━━━ Zu verwendende Daten ━━━

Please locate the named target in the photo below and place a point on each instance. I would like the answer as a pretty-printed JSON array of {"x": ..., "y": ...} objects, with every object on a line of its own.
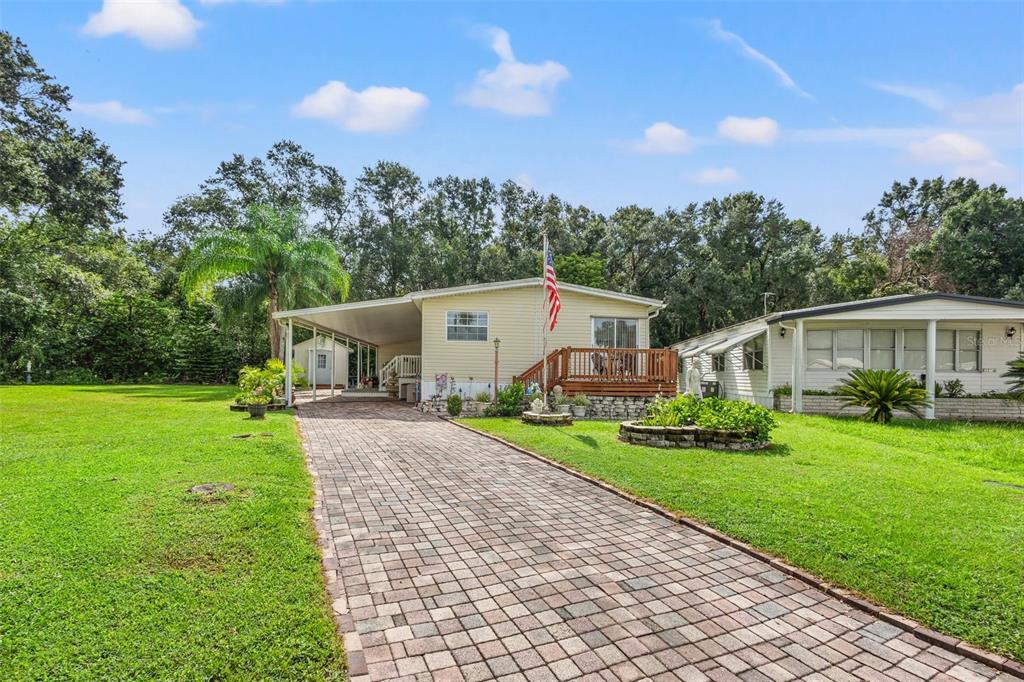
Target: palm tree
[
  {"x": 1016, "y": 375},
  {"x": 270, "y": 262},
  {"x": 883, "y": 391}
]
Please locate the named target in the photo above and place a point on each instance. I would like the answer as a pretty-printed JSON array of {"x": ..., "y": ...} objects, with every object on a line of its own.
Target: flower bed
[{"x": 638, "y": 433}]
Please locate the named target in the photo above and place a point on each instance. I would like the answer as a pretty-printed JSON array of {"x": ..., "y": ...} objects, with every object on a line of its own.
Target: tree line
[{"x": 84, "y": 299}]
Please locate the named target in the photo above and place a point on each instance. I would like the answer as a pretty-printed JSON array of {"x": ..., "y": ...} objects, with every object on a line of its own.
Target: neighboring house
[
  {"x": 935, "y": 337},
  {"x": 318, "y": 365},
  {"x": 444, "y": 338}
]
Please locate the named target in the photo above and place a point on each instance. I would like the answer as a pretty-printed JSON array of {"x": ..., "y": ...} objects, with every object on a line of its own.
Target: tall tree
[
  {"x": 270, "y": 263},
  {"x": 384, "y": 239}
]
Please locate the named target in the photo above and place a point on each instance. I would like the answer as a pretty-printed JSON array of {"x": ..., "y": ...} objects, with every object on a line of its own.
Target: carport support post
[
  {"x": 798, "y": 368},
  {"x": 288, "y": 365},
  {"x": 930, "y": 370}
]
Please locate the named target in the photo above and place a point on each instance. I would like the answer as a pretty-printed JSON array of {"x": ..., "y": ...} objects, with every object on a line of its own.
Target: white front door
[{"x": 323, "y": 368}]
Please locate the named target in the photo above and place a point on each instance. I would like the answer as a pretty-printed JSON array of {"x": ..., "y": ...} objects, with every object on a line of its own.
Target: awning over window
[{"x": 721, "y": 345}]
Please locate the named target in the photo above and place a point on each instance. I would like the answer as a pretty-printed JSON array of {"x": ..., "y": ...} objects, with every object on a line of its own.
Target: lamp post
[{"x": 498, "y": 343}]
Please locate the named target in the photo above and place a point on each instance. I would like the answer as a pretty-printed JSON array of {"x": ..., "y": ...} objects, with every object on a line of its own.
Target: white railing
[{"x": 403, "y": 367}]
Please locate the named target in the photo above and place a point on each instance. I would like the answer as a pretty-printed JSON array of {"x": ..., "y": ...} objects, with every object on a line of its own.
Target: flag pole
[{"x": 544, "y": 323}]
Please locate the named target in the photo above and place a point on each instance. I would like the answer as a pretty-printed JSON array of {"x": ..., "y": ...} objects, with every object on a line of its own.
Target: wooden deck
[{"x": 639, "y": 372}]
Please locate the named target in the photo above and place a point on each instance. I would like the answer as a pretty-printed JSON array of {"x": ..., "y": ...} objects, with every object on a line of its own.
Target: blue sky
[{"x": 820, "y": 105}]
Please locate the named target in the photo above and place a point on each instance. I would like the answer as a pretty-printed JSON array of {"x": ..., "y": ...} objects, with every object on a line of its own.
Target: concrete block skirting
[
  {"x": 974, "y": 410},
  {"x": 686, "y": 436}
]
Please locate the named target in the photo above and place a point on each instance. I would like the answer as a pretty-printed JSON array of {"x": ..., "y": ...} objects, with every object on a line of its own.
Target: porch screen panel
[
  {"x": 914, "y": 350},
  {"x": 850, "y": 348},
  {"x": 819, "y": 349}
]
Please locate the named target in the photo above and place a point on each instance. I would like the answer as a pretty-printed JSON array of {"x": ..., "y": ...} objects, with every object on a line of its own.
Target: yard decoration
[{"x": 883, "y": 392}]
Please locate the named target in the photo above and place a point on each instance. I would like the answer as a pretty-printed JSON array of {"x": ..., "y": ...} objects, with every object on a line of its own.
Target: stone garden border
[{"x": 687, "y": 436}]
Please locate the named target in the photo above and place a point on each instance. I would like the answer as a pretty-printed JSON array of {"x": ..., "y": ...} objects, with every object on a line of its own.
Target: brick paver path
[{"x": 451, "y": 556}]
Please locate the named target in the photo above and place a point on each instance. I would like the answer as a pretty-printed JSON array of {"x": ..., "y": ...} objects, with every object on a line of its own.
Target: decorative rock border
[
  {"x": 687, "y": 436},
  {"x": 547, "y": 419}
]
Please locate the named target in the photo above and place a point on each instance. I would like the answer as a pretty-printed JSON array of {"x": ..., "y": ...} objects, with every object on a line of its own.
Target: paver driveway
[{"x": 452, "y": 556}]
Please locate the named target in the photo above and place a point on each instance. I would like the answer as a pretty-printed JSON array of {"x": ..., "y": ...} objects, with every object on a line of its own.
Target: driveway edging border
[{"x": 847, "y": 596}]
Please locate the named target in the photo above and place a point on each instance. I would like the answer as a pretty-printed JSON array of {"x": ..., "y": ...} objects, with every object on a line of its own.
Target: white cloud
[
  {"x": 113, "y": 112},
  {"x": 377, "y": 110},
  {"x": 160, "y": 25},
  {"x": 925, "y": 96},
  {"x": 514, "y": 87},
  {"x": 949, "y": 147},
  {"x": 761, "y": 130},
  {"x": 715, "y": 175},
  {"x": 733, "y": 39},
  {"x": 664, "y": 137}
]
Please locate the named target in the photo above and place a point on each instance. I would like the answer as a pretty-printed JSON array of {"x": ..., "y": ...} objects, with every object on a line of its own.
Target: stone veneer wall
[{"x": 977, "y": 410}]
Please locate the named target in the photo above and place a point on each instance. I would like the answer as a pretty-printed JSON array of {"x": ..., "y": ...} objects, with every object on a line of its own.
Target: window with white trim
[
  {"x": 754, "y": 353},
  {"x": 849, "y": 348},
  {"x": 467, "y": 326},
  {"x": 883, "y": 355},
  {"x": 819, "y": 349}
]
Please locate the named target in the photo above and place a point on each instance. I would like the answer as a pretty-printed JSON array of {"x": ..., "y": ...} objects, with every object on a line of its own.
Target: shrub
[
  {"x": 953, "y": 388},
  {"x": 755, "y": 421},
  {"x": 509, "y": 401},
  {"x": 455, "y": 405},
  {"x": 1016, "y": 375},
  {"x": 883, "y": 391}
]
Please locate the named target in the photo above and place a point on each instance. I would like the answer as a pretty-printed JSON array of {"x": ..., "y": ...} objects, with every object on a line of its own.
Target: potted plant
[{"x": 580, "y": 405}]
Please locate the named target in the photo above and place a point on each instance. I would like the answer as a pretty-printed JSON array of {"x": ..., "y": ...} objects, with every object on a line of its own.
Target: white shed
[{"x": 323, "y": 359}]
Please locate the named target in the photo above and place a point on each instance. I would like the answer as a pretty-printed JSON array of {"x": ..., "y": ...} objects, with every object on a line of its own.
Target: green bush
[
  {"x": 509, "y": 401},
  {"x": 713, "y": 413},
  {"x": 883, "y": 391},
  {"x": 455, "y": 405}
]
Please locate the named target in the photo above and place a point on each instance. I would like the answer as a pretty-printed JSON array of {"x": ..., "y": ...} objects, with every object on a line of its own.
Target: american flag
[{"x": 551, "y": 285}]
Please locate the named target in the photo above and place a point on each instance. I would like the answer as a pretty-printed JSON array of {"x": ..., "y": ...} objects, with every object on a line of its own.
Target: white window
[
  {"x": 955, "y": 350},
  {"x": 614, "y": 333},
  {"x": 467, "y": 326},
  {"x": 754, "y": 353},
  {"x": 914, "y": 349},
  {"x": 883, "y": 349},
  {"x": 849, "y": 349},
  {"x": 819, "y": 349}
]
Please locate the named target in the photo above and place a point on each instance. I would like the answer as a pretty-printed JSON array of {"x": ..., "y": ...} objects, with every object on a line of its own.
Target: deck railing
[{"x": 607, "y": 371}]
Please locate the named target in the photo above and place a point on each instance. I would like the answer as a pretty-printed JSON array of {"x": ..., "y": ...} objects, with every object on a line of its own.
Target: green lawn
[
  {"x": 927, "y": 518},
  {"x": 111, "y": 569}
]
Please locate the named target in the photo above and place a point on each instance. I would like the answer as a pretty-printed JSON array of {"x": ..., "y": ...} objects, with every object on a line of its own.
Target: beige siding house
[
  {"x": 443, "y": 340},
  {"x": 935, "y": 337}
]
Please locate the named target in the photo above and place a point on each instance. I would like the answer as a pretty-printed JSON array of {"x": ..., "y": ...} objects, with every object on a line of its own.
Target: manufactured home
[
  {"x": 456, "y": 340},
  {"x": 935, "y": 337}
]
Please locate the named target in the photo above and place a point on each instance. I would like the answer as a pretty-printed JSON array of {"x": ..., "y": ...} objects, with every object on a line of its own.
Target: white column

━━━

Dein Ziel
In wie vielen Zeilen der Auflistung oben kommt das Wort "paver" vor, wenn Groß- und Kleinschreibung beachtet wird? Gib nur die Zahl an.

Richtiges Ergebnis
2